## To be done
Print verbatim the lines of the entries from the one containing "Where can the bronze" to the last, inclusive, and no others.

## Data listing
-----

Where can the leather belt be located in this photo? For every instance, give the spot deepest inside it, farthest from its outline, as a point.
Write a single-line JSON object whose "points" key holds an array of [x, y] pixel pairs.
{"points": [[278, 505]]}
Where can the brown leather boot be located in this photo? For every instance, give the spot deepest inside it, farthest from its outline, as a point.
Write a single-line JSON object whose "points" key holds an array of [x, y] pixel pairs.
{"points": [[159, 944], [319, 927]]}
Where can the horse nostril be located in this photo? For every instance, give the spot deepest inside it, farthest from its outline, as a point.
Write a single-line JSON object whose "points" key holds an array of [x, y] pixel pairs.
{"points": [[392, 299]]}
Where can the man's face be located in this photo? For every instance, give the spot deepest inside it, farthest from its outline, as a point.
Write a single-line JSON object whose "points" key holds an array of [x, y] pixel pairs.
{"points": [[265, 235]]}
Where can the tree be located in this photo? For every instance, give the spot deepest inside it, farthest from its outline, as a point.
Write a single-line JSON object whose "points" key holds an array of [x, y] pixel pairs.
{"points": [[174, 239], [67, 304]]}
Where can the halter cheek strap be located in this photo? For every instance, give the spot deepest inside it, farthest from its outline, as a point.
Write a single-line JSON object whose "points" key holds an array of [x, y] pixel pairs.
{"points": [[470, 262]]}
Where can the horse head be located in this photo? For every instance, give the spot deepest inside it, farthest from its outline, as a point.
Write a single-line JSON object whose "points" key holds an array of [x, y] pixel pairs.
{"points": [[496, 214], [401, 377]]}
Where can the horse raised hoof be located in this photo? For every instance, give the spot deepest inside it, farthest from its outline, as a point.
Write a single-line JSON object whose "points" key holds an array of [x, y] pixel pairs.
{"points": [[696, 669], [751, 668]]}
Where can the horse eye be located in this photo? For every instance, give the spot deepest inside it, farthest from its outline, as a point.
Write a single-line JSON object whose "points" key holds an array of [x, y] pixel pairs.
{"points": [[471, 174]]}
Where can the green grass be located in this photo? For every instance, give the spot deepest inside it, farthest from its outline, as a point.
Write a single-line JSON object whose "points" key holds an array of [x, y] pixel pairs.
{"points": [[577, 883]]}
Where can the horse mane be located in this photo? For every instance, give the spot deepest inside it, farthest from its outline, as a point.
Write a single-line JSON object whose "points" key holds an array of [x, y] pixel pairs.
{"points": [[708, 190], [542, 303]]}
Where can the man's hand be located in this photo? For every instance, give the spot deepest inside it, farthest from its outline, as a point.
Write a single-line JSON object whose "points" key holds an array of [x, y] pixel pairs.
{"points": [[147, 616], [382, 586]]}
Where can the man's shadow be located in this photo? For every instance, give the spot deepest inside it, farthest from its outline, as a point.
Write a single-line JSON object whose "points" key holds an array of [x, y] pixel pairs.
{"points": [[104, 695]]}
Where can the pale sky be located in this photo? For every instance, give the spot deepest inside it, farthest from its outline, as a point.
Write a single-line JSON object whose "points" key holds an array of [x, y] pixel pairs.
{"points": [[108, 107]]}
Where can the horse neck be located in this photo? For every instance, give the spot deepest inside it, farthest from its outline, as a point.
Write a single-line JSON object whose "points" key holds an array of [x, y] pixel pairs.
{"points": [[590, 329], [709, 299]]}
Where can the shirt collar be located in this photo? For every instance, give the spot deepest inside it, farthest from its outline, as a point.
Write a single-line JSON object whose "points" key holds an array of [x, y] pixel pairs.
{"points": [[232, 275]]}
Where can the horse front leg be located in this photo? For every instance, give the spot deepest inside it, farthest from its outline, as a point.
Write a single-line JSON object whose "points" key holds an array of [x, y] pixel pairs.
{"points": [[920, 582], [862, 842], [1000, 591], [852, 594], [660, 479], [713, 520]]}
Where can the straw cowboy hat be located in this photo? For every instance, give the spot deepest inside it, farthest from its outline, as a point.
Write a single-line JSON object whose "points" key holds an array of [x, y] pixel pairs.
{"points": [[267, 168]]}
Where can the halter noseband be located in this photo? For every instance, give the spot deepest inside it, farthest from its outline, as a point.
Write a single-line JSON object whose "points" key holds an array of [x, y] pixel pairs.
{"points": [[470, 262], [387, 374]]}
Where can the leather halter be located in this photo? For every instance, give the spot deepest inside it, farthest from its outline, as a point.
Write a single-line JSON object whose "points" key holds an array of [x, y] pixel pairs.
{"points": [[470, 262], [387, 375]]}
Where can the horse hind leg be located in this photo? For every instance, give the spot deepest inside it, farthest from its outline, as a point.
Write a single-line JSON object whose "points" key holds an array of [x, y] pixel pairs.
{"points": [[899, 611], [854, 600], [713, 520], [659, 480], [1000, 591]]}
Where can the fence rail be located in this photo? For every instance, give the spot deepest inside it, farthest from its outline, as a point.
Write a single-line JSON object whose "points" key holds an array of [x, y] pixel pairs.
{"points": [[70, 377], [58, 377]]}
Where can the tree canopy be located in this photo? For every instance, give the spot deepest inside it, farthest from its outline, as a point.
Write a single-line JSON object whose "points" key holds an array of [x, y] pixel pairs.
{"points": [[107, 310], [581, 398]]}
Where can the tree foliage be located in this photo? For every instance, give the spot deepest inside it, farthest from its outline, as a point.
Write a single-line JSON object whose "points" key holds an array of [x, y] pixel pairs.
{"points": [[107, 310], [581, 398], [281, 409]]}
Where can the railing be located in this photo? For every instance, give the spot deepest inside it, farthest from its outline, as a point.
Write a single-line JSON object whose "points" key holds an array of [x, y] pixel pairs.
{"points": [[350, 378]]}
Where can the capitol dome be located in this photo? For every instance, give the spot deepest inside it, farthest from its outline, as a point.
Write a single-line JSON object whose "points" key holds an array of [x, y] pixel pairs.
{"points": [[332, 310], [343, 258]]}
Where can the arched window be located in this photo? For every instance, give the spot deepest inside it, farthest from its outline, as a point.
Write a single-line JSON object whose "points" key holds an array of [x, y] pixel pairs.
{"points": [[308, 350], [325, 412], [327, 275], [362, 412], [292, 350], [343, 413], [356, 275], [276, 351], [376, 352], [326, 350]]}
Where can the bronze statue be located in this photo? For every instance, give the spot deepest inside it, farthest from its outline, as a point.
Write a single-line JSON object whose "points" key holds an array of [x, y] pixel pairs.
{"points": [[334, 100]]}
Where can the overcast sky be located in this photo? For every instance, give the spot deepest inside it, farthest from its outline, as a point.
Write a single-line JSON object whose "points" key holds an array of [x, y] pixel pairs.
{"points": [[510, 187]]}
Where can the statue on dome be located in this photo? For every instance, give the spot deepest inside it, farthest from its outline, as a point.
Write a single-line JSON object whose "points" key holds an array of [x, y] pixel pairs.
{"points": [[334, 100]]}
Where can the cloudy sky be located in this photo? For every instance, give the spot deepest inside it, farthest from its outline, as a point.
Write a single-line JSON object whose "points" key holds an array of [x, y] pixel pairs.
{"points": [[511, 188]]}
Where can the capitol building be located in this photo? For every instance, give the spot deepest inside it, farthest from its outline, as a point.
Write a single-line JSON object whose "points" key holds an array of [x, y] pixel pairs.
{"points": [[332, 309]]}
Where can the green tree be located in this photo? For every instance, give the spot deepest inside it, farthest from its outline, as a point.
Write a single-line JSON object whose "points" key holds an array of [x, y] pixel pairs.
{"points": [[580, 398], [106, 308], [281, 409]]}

-----

## Problem solution
Where can the bronze statue be located in this photo? For every instance, give the spot deepest inside it, farthest from its outline, as a point.
Write a single-line JSON object whose "points" key holds an array of [x, y] pixel pairs.
{"points": [[334, 100]]}
Where can the overcast sky be located in this photo? For every instance, give the spot deepest inside it, farthest from its outline, as a point.
Write a single-line JSON object whose "points" key holds an array of [x, y] pixel pairs.
{"points": [[510, 187]]}
Where can the statue on dome be located in this photo? For every instance, give the spot deepest inside it, farthest from its outline, as a point.
Write a single-line JSON object whose "points" key holds an array of [x, y] pixel pairs.
{"points": [[334, 100]]}
Where can the cloudy sky be located in this photo? For every instance, give the spot deepest inside it, farthest from its outline, as a point.
Write a single-line JSON object whose "points" key holds an array of [x, y] pixel pairs.
{"points": [[511, 188]]}
Where can the capitol building be located in this photo? For every instance, give the spot deepest inside it, farthest from its outline, as a point.
Write a single-line JSON object whose "points" key holds an array of [x, y] pixel pairs.
{"points": [[332, 309]]}
Where can the green tree be located in this photo? For every instance, give the spot deepest inside it, farthest from its outline, as a point.
Write a single-line JSON object whose "points" key holds an array of [x, y] pixel pairs.
{"points": [[580, 398], [106, 308], [281, 409]]}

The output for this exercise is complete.